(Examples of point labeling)
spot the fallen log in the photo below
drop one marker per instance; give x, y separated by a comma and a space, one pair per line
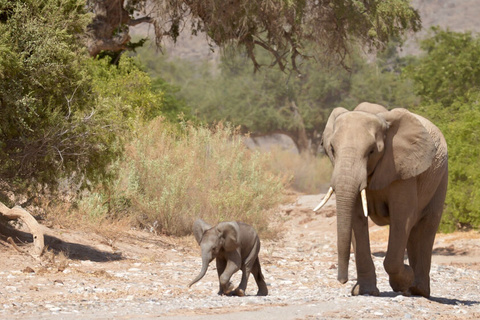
35, 228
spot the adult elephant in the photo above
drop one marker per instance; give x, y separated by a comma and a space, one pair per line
392, 166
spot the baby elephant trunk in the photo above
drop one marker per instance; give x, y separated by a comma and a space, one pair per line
205, 262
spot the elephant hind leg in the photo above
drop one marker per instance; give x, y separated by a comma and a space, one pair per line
259, 279
420, 243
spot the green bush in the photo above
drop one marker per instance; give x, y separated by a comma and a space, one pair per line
169, 177
448, 81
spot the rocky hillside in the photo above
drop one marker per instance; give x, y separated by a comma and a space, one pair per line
452, 14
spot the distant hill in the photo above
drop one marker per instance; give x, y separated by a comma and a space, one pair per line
457, 15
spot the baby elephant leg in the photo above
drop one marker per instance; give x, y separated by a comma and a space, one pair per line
257, 274
226, 286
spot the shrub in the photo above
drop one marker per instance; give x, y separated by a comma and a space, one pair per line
169, 177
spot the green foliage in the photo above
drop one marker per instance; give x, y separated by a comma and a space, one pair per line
447, 78
169, 177
65, 116
449, 69
46, 126
274, 101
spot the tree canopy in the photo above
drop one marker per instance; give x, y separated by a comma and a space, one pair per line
281, 27
62, 113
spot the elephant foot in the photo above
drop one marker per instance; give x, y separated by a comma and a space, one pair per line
262, 292
227, 291
262, 289
238, 292
402, 281
362, 289
419, 289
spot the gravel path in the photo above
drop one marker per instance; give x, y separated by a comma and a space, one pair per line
150, 281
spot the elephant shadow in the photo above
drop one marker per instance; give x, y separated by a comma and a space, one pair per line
74, 251
440, 300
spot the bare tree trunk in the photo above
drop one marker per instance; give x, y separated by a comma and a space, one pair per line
32, 224
301, 139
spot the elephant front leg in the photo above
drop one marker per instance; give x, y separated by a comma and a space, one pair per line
366, 277
226, 287
401, 276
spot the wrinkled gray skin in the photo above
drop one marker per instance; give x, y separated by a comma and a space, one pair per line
235, 245
400, 158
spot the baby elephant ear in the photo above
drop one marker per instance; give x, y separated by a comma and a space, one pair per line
230, 232
199, 228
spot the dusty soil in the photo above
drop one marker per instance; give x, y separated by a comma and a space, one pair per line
142, 275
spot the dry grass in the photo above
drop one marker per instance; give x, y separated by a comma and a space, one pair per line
170, 177
308, 174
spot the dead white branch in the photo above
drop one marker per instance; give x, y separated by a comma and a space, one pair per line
32, 224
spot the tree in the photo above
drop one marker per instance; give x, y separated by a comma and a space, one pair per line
447, 79
62, 113
281, 27
271, 101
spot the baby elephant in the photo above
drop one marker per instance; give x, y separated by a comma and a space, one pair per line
235, 245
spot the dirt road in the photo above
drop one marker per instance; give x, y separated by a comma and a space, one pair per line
142, 275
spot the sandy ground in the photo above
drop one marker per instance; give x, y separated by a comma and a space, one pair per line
138, 275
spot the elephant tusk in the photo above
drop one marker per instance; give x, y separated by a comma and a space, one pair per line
325, 199
364, 202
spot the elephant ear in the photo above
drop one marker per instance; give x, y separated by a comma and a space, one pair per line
370, 108
328, 132
409, 149
199, 228
230, 233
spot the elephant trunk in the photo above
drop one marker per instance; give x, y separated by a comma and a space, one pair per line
205, 261
345, 204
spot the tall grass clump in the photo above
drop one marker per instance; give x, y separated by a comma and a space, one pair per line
308, 173
169, 177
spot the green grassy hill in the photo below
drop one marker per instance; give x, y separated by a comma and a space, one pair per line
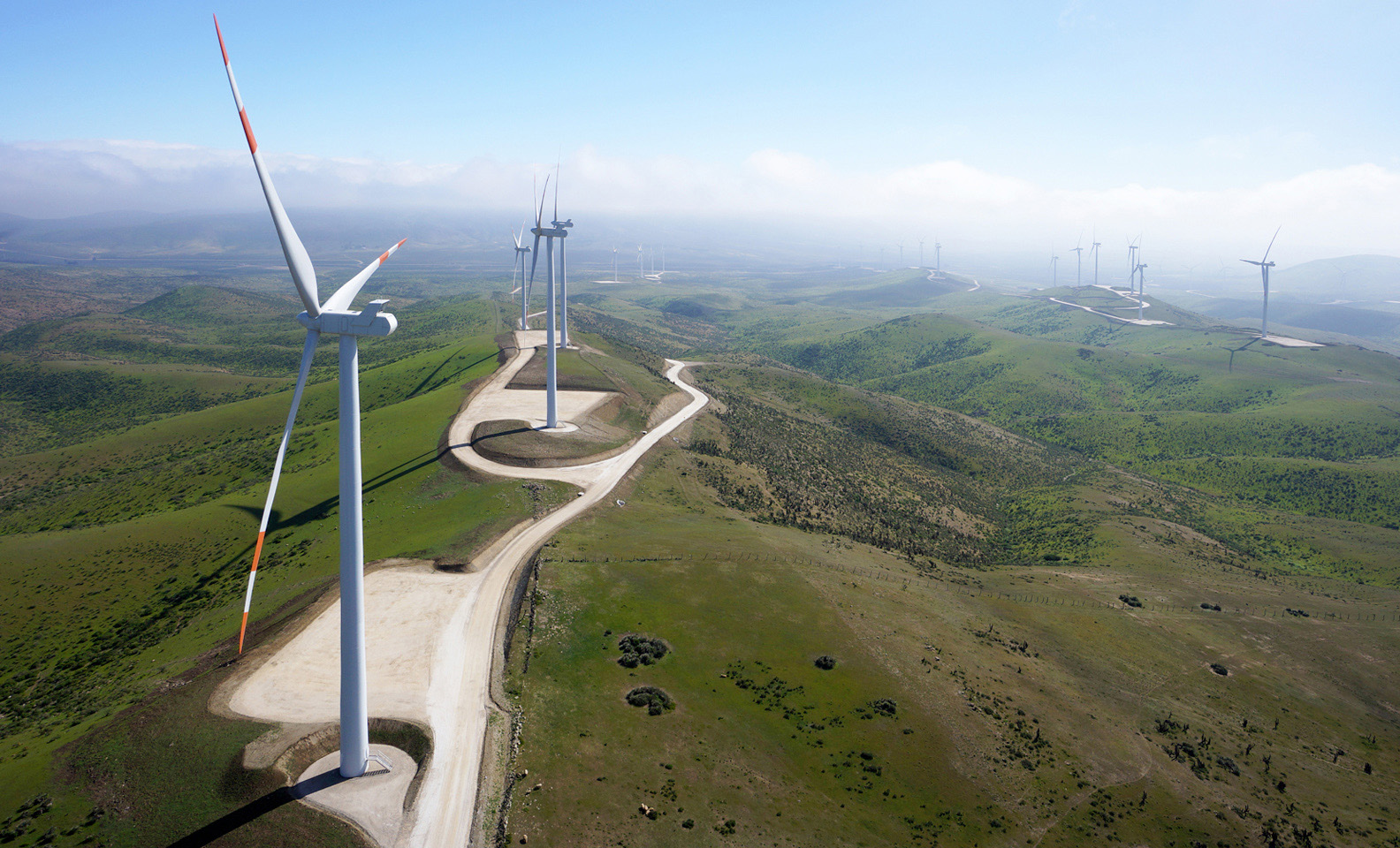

- _EXERCISE DIRECTIONS_:
Rewrite all of the lines above, swapping every "spot" for "locate" and changing nothing else. Leave the pictures out.

- _FULL OUTPUT_:
locate the fallen log in the photo below
drop one marker per instance; give x, y separated by a comma and a space, one pair per line
35, 228
locate the adult elephant in the photo above
drop one marker per instance; give x, y separated by a comma and a space, one pair per line
392, 166
locate the baby elephant trunk in the photo above
drop one marker per instance; give x, y separated by a comma and a space, one pair per line
205, 262
locate the elephant hind leg in the photo above
drop one marker per instance; give x, y separated by a comma and a space, one pair per line
259, 279
420, 243
locate the green bush in the photo above
drop one marker per instance; give x, y separated by a comma and a space, one pair per line
169, 177
448, 81
locate the rocky hillside in the photo above
drop one marker per instance; give x, y separated by a comma and a space, one pair per line
452, 14
locate the distant hill in the photo above
drop one marker per instance; give x, y separated by a comma and a space, one pair per line
457, 15
locate the baby elephant leg in the photo above
drop one marker per instance; give x, y separated by a comma and a space, one pair per line
257, 274
226, 286
locate the shrub in the photo above
drop one marker per instance; give x, y separated by a comma and a space, one pair per line
169, 177
locate the green foliage in the photo above
drop one marker per instance; give x, y separated by a comma and a space, one pair per line
447, 78
169, 177
65, 116
449, 69
46, 126
274, 101
locate the tree canopy in the photo above
drop one marker per instance; give x, y separated by a comma and a space, one pair per line
281, 27
62, 113
locate the elephant foot in the photo above
drop one marker per instance; give x, y separated by a comma and a space, one pair per line
262, 292
227, 291
262, 289
238, 292
402, 281
362, 289
419, 289
locate the gravel path in the photo above
drop one marker per instance; give x, y separated by a comma and a space, one pair per line
150, 281
locate the elephant shadow in the photo above
drop one marker per instance; give x, y separated by a comma and a space, one pair per line
74, 251
440, 300
locate the bare tree trunk in the photo above
drop one marker per instance; give x, y separated by a comma and a space, one pair per line
32, 224
301, 139
locate the elephant front leg in the photo above
drop one marker per instance; give x, y separated by a comma and a space, one pair per line
366, 277
226, 287
401, 276
locate the wrinkled gray skin in the photo above
drop one marker per instance; give x, y separated by a comma and a space, one pair per line
235, 245
400, 158
locate the baby elephant ear in the photo above
drop one marker per instance; give x, y separated by a comma and a space, one pair per line
230, 232
199, 228
locate the dusty soil in the photo above
drop one marker per instance; give x, y separated by a comma and a space, one pair per line
142, 275
locate the dry grass in the photo above
drop one marker per instance; give x, y separated by a comma and a space, one pair per line
170, 177
308, 174
locate the dead white branch in the photo above
drop one marker per instance; give x, y separated by a comma and a space, one pair per line
32, 224
locate the tree in the photo above
drop one marker per instance; give x, y separated by a comma and a space, one pair per line
447, 79
62, 113
281, 27
271, 101
locate the baby elephant in the photo above
drop one marker per instance; give x, y separated by a comma and a space, one pair per line
235, 245
locate the dirt road in the photo above
drop one marker per instance; give x, y separated by a comma and a space, one pair per line
142, 275
locate the sandy ground in the photo above
drop one marker per instance; give x, y separated by a comma and a space, one pair per line
138, 275
locate the elephant tusk in the photo above
drop one marker per instance; give x, y separated by a comma and a space, one pair per line
325, 199
364, 202
locate the elephant ear in the photo above
drop one marker per instance; give x, y separated by a comma and a space, one pair per line
370, 108
328, 132
409, 149
199, 228
230, 233
locate the elephant trunk in the photo above
drop one marker per instance; give x, y separated by a comma and a space, one pair per line
205, 261
345, 204
locate the tall grass clump in the photo above
drop one marker per instance; give x, y separated by a comma and a space, one pair per line
308, 173
169, 177
locate the green grassy hill in the photo below
drop one marker per instance; give x, y separated by a comma and a space, one pair per line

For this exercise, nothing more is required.